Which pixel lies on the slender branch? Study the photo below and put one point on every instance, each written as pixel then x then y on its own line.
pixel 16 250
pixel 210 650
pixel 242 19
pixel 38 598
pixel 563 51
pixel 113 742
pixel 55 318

____

## Problem details:
Each line of the material should be repeated exactly as it reads.

## Response to this task:
Which pixel lies on the slender branch? Study the photo below and put one point on every instance, each written as pixel then x then y on its own line.
pixel 16 250
pixel 210 650
pixel 242 19
pixel 38 598
pixel 563 51
pixel 113 742
pixel 55 318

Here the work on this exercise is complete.